**DOCUMENT PASSAGE**
++++++

The Only Number You Need

The Only Number You Need

Written by Lula Brown
Photography by Jake Freeman

I spent two years weighing myself multiple times a day, judging myself and adjusting my behavior based on the number each time. It did not bring eternal health and happiness to me. Shockingly.

I never liked math much, so I should have known that a number on a scale would never be a true reflection of optimal physical and mental health for me.

Numbers used to come into play a lot, especially with counting calories, every meal and snack, every day. This tactic did lead to dramatic, unneeded weight loss for me, but it was very short-lived and it didn’t make me happy.
What makes me happy is…

  1. Eating the foods I’m craving at every meal. This gets tricky because sugar addiction, which is super common, can totally mess with your cravings and hunger cues. You need to build up a healthy baseline and awareness before going full swing into intuitive eating. We can talk more about it if you want – leave a comment or shoot me an email at
  2. Stopping before I’m too full.
  3. Eating greens every day.
  4. Taking high-quality probiotics and omega-3s.
  5. Moving my body almost every day.

It seems pretty simple, but I’ve waded through a lot of counting, pinching and prodding to get here. And more diets than I can count. I’m here to help you shortcut that path.

All that said, there is one number that’s helpful when you want to feel your best: Your waist measurement. The truth is that having fuller thighs and a round bottom don’t necessarily mean you’re unhealthy at all. But, having a round stomach has an impact on heart health, blood sugar, and much more.

++++++

**RECORDS**
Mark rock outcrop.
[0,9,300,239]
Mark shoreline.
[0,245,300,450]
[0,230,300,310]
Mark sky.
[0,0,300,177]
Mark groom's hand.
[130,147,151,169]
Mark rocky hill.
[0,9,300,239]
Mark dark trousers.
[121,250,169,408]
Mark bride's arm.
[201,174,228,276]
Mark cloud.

++++++

**EXERCISE PROMPT**
Can you carry the essay about the one number worth tracking further, picking up after its last sentence? Nothing in the entries is needed here.

**TASK RESPONSE**
Walk into your bathroom or bedroom now. Throw away your scale. Then walk to your hardware store and buy a measuring tape.

Most of your organs that carry out critical bodily functions are housed in the center of your body, and if fat is crowding them, it’s much more difficult for them to do their jobs.

At maximum, your waist measurement should be one half of your height in inches. I’m 5’7”, or 67 inches. The largest I would want my waist to be is 33.5 inches. Everyone is genetically different, and some might choose a different aesthetic, but for health purposes that’s how you find your maximum healthy measurement. If the number is higher than this, it’s a sign of blood sugar imbalances, high cholesterol and countless other possible issues.

If you’re at a place where food and weight feels obsessive and exhausting, abandon the numbers all together and focus on your mental state. Meditate, engage in physical activity and eat healthy food that tastes great.

If you’re interested in getting more technical and ensuring you’re in a super healthy place, go for the waist measurement rather than hopping on the scale. As a former disordered eater, the measuring tape has been a much simpler tool for me to use.

How do you feel about numbers when it comes to weight and health? Do you weigh yourself? How often? I want to hear from you in the comments.

This week, I have a delicious recipe that everyone will love. It’s vegetarian, gluten-free and paleo-approved, if you’re into any of those labels. It also just tastes really good.

Crispy Mushroom Salad with Herb Vinaigrette
Serves 2
2 pounds oyster mushrooms
2 cups microgreens of choice
3 tablespoons grassfed butter
1 teaspoon Apple Cider Vinegar
3 sprigs thyme
3 tablespoons macadamia oil, or other high-heat oil
Lemon slices, for garnish
Himalayan salt, to taste
Black pepper, to taste
Rinse and pat dry mushrooms and microgreens. Bring macadamia oil to high heat in medium pan. Add mushrooms and sauté for 7-10 minutes, until crispy. Sprinkle with salt and pepper to taste near end of cooking.

Melt butter in separate small pan or pot and add thyme and cider vinegar. Add salt and pepper to taste.

Arrange mushrooms on top of microgreens on plate and drizzle with warm vinaigrette, or toss all ingredients in mixing bowl and serve immediately. Garnish with lemon slices.